Aim: Can you render the listing below as a Markdown table with the columns Row and Line, numbering each line and leaving out any blank ones?

(Records)

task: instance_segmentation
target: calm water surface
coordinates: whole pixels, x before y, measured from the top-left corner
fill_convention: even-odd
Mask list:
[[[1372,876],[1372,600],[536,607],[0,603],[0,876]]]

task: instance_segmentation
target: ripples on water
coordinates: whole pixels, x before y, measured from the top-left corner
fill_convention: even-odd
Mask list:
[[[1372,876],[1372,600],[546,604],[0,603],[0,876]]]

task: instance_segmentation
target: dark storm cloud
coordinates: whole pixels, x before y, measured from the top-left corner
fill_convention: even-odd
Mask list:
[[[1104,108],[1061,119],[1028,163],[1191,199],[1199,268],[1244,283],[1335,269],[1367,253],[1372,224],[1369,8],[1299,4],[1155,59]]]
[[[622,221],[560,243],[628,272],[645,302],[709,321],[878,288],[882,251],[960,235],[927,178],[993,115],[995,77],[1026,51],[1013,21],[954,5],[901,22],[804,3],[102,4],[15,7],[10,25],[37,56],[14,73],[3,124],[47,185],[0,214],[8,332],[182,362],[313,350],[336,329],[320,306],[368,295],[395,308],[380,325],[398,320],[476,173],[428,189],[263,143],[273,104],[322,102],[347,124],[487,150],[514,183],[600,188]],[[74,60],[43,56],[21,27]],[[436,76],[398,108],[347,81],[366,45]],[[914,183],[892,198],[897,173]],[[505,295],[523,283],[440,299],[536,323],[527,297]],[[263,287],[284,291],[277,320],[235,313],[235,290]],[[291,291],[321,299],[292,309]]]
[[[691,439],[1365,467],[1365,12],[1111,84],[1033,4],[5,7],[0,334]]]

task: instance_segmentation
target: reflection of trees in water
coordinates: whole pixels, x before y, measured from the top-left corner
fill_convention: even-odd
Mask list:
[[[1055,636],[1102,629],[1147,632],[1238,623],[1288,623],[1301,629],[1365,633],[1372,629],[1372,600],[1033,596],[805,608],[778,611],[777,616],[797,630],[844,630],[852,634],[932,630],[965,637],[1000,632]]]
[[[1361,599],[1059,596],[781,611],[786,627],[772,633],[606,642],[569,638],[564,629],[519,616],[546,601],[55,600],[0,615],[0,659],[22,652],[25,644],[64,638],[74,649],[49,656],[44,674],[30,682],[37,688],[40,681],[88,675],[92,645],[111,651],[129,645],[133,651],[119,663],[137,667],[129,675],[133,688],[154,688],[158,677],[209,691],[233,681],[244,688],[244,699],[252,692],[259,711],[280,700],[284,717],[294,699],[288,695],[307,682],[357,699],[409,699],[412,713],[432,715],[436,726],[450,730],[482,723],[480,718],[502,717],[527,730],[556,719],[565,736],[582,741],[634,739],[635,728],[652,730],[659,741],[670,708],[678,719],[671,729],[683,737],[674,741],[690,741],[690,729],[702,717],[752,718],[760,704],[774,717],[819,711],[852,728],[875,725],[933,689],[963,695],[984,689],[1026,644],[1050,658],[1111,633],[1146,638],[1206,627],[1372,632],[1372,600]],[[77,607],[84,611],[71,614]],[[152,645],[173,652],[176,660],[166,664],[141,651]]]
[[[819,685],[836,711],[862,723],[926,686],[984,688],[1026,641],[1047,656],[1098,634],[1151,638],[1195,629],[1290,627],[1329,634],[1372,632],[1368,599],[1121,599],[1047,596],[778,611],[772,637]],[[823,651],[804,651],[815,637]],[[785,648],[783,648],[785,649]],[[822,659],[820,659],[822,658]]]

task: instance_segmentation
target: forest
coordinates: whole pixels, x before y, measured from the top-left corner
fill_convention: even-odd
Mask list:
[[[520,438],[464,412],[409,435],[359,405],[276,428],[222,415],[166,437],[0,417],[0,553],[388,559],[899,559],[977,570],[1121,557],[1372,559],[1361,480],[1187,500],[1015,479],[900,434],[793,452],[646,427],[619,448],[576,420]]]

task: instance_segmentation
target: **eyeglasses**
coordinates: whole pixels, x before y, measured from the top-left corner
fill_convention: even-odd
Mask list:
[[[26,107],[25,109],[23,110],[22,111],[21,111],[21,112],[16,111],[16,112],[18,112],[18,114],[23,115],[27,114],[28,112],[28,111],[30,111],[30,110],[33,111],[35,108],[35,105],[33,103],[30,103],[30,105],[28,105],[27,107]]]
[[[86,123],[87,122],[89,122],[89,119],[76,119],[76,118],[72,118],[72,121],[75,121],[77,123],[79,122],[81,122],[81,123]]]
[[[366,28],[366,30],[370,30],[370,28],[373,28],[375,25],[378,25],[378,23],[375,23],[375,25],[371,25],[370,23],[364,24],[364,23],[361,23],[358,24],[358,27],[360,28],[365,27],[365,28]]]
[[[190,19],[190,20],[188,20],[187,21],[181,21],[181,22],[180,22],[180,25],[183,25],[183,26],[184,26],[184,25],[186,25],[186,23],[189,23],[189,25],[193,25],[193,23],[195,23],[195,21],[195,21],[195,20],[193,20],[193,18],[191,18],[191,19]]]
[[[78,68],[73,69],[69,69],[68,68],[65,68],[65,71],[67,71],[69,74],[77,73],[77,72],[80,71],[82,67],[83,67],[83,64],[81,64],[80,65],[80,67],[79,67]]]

Result of the task:
| Row | Line |
|---|---|
| 1 | task: instance_segmentation |
| 2 | target: calm water surface |
| 3 | coordinates: whole pixels, x before y, measured from the top-left corner |
| 4 | fill_convention: even-odd |
| 5 | Mask list: |
| 6 | [[[1372,876],[1372,600],[536,607],[0,603],[0,876]]] |
| 7 | task: instance_segmentation |
| 8 | target: ripples on water |
| 9 | coordinates: whole pixels, x before y, measured from the top-left corner |
| 10 | fill_convention: even-odd |
| 11 | Mask list: |
| 12 | [[[1372,876],[1372,600],[546,604],[0,603],[0,876]]] |
| 13 | task: instance_segmentation |
| 14 | target: dark storm cloud |
| 15 | coordinates: whole pixels, x before y, measured from the top-left corner |
| 16 | fill_convention: even-odd |
| 17 | Mask list: |
| 18 | [[[1104,108],[1061,119],[1028,163],[1191,199],[1199,268],[1244,283],[1335,269],[1367,253],[1372,224],[1369,8],[1299,4],[1155,59]]] |
| 19 | [[[622,221],[560,243],[628,272],[645,302],[709,321],[878,288],[882,251],[960,235],[927,178],[993,115],[995,77],[1026,51],[1013,21],[954,5],[901,22],[804,3],[102,4],[15,7],[10,25],[37,56],[14,73],[3,124],[47,185],[0,214],[8,332],[182,362],[313,350],[336,329],[320,306],[368,295],[395,308],[380,325],[398,320],[476,173],[428,189],[263,143],[273,104],[322,102],[347,124],[487,150],[514,183],[600,188]],[[74,60],[43,56],[21,27]],[[436,76],[398,108],[347,81],[366,45]],[[914,183],[892,198],[897,173]],[[505,295],[523,283],[440,299],[536,323],[527,297]],[[263,287],[284,291],[277,320],[235,313],[235,290]],[[291,291],[321,299],[292,309]]] |
| 20 | [[[691,439],[1365,467],[1365,12],[1111,84],[1033,4],[5,7],[0,334]]] |
| 21 | task: instance_segmentation |
| 22 | target: reflection of trees in water |
| 23 | coordinates: whole pixels, x before y, measured from the top-left corner |
| 24 | fill_convention: even-odd |
| 25 | Mask list: |
| 26 | [[[1055,636],[1102,629],[1147,632],[1238,623],[1288,623],[1301,629],[1365,633],[1372,629],[1372,600],[1033,596],[805,608],[778,611],[777,616],[797,630],[844,630],[852,634],[932,630],[965,637],[1000,632]]] |
| 27 | [[[1361,599],[1059,596],[781,611],[786,627],[772,633],[606,642],[569,638],[564,629],[519,616],[546,601],[55,600],[0,615],[0,659],[22,652],[25,644],[64,638],[74,649],[49,656],[44,674],[30,682],[37,688],[40,681],[88,675],[92,645],[111,651],[129,645],[133,651],[119,663],[137,667],[129,675],[133,688],[154,688],[158,677],[209,691],[233,681],[244,688],[244,699],[252,692],[259,711],[280,700],[284,717],[294,699],[288,695],[307,682],[357,699],[409,699],[412,713],[432,715],[436,726],[450,730],[482,723],[480,718],[502,717],[527,730],[556,719],[565,736],[582,741],[634,739],[635,728],[652,730],[659,741],[670,708],[678,719],[671,729],[683,737],[674,741],[690,741],[690,729],[702,717],[752,718],[760,704],[774,717],[819,711],[852,728],[875,725],[933,689],[963,695],[984,689],[1026,644],[1050,658],[1111,633],[1146,638],[1206,627],[1372,632],[1372,600]],[[77,607],[84,611],[71,614]],[[152,645],[173,652],[176,660],[166,664],[141,651]]] |
| 28 | [[[819,685],[836,711],[862,723],[926,686],[984,688],[1026,641],[1047,656],[1098,634],[1151,638],[1195,629],[1290,627],[1329,634],[1372,632],[1368,599],[1121,599],[1047,596],[778,611],[772,637]],[[823,651],[804,651],[815,637]],[[785,648],[783,648],[785,649]],[[822,659],[820,659],[822,658]]] |
| 29 | task: instance_segmentation |
| 30 | target: forest |
| 31 | coordinates: whole pixels, x before y, measured from the top-left corner |
| 32 | fill_convention: even-odd |
| 33 | Mask list: |
| 34 | [[[520,438],[464,412],[409,435],[359,405],[276,428],[222,415],[166,437],[0,417],[0,553],[388,559],[899,559],[977,570],[1121,557],[1372,559],[1361,480],[1187,500],[1015,479],[900,434],[793,452],[646,427],[619,448],[576,420]]] |
| 35 | task: instance_segmentation |
| 36 | target: **eyeglasses** |
| 37 | coordinates: whole pixels, x before y, measured from the top-left corner |
| 38 | fill_convention: even-odd |
| 39 | Mask list: |
| 40 | [[[26,107],[25,109],[23,110],[22,111],[21,111],[21,112],[16,111],[16,112],[18,112],[18,114],[23,115],[27,114],[28,112],[28,111],[30,111],[30,110],[33,111],[35,108],[35,105],[33,103],[30,103],[30,105],[28,105],[27,107]]] |
| 41 | [[[86,123],[87,122],[89,122],[89,119],[76,119],[76,118],[72,118],[72,121],[75,121],[77,123],[79,122],[81,122],[81,123]]] |
| 42 | [[[366,28],[366,30],[370,30],[370,28],[373,28],[375,25],[378,25],[378,23],[375,23],[375,25],[371,25],[370,23],[364,24],[364,23],[361,23],[358,24],[358,27],[360,28],[365,27],[365,28]]] |
| 43 | [[[190,19],[190,20],[188,20],[187,21],[181,21],[181,22],[180,22],[180,25],[183,25],[183,26],[184,26],[184,25],[186,25],[186,23],[189,23],[189,25],[193,25],[193,23],[195,23],[195,21],[195,21],[195,20],[193,20],[193,18],[191,18],[191,19]]] |
| 44 | [[[78,68],[73,69],[69,69],[68,68],[65,68],[65,71],[67,71],[69,74],[77,73],[77,72],[80,71],[82,67],[83,67],[83,64],[81,64],[80,65],[80,67],[79,67]]] |